### Provided records
☆ ☆ ☆ ☆
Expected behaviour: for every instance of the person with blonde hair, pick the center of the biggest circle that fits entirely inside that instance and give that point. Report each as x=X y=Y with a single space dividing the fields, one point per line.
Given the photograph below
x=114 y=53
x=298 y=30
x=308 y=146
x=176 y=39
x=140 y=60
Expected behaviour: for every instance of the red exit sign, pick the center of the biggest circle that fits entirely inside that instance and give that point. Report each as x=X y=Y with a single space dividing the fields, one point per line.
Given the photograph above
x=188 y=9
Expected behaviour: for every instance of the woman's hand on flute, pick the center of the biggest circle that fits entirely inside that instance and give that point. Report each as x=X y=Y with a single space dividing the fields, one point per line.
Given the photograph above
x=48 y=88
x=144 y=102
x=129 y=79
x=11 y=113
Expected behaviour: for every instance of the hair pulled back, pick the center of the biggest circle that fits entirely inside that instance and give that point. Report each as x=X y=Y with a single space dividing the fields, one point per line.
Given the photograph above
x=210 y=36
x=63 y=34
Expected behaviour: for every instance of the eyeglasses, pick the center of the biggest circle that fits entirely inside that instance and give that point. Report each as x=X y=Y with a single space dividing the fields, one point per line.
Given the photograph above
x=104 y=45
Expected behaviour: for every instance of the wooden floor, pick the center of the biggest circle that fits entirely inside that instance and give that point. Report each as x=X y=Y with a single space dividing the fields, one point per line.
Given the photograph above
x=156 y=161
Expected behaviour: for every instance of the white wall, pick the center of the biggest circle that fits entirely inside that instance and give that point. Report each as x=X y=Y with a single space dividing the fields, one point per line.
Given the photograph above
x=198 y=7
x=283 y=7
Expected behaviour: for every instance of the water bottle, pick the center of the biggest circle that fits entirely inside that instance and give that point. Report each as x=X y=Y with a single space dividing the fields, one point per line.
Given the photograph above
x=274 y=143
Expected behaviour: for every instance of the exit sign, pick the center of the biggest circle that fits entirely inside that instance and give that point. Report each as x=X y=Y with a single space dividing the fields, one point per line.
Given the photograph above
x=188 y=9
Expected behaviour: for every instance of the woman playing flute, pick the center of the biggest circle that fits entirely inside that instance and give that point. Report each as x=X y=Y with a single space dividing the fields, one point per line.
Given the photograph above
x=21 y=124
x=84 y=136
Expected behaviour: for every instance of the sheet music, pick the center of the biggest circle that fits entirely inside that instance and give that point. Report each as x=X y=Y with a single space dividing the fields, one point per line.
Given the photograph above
☆ ☆ ☆ ☆
### Problem description
An exact copy of all the records is the only acceptable answer.

### Result for this exercise
Expected behaviour: for every instance of the person with blonde hair, pick the center of the biggest circle that fits entirely inside that instance and give that point. Report each as x=X y=Y with a single space dividing the fields, one point per line.
Given the photograph below
x=114 y=53
x=298 y=30
x=308 y=146
x=176 y=39
x=140 y=60
Expected behaviour: for every instance of the red exit sign, pick the center of the biggest circle that fits entirely inside that instance and give that point. Report each as x=X y=Y with a single space dividing the fields, one point per line.
Given the photograph above
x=188 y=9
Expected behaviour: for every instance of the woman's hand on flute, pick the center of the biggest circle that fits entirely inside that instance and give that point. Report each as x=X y=Y with a single space dividing the fields, one point per line.
Given the photograph above
x=48 y=88
x=144 y=102
x=129 y=79
x=11 y=113
Expected behaviour: for every instance of the hair pulled back, pick the center of the biggest circle that fits entirely inside that instance and give that point. Report each as x=X y=Y with a single space dividing the fields, one point per line.
Given the photograph above
x=210 y=36
x=63 y=34
Expected behaviour: for every instance of the eyeglasses, pick the center of the biggest circle that fits entirely inside that instance and give that point. Report each as x=X y=Y with a single space dividing the fields, one point per line.
Given the photograph above
x=104 y=45
Expected behaviour: for every instance of the wooden floor, pick the center of the biggest circle that fits entirely inside that instance and give that point. Report each as x=X y=Y with a single space dividing the fields, one point per line.
Given the photograph above
x=156 y=161
Expected behaviour: for every instance of the white wall, pick the center of the biggest circle that fits entirely inside that instance and give that point. Report each as x=X y=Y with a single space dividing the fields, one point per line.
Given the photograph above
x=198 y=7
x=283 y=7
Expected behaviour: for every instance of the water bottle, pick the center of the biggest circle that fits entirely inside that instance and give that point. Report each as x=X y=Y with a single space dividing the fields, one point per line.
Given the photograph above
x=274 y=143
Expected behaviour: for every instance of the exit sign, pick the center of the biggest circle that fits entirely inside that instance and give that point. Report each as x=X y=Y with a single space dividing the fields, one point per line.
Given the photograph above
x=188 y=9
Expected behaviour: for every instance of the woman playing flute, pick the center of the biggest circle that fits entirely inside that instance and give that point. Report each as x=X y=Y with a single space dividing the fields, one point per line.
Given the photograph above
x=21 y=124
x=84 y=136
Expected behaviour: for every instance of the sheet music, pick the center of the biggest circle that fits entirely inside that instance and give that point. Report each as x=X y=Y with a single space dividing the fields, one point per line.
Given the photograph above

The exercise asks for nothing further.